_DATASET ROWS:_

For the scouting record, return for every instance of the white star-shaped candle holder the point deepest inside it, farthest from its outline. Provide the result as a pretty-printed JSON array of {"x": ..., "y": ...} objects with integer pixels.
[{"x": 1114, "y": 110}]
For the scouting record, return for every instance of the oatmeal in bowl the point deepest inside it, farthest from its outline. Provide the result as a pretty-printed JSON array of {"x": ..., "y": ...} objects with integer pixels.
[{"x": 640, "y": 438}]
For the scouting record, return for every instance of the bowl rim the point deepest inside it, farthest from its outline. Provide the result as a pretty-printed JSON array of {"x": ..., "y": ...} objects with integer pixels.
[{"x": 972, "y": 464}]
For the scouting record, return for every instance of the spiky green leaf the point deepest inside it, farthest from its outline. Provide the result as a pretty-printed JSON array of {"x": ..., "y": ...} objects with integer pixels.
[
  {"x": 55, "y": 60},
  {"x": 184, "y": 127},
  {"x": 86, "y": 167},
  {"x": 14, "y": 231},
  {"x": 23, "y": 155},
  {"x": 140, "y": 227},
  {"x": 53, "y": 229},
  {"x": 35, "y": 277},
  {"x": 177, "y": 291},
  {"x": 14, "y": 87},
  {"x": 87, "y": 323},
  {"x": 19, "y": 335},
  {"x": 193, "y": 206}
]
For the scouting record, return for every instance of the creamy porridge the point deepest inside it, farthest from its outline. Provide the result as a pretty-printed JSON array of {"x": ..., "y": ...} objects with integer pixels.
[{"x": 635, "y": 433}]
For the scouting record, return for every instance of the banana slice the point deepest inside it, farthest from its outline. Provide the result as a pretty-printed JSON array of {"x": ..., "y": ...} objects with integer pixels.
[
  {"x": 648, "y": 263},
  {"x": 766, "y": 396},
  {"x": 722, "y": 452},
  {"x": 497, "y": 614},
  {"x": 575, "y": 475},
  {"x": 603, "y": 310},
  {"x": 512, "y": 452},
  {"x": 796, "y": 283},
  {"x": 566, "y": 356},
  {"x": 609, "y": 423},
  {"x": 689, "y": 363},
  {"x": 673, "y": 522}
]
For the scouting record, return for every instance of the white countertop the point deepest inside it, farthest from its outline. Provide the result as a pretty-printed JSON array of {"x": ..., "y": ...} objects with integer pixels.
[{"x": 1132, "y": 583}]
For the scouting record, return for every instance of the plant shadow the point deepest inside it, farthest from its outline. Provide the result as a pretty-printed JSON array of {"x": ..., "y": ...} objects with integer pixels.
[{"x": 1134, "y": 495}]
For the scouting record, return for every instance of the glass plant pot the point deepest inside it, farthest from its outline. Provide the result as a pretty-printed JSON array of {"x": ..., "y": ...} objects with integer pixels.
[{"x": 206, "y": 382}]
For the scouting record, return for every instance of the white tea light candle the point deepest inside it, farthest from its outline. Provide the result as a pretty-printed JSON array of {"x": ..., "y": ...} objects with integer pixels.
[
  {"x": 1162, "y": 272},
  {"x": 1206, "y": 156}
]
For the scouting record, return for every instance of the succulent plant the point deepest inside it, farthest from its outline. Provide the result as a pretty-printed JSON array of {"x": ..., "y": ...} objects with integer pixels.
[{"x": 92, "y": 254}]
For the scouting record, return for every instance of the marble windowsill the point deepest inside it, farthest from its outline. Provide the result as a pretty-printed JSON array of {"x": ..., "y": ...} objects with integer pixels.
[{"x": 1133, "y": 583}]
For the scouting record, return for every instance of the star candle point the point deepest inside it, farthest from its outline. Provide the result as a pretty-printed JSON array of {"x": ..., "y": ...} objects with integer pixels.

_WHAT IS ASKED:_ Starting from the line containing "For the scouting record, return for every instance of the marble", repeat each line through the end of the entries, exactly.

_SOLUTION FOR THIS PROBLEM:_
For the scouting record, return for every instance of the marble windowsill the point deepest inside it, farthest from its outline. Provide the result as a pretty-printed JSON array of {"x": ..., "y": ...} objects with integer pixels.
[{"x": 1133, "y": 583}]
For the scouting record, return for every instance of the star candle point the point deepest inside it, farthest from its outline. Provide the result as a pretty-printed JSON array of {"x": ..., "y": ...} objects with integer pixels.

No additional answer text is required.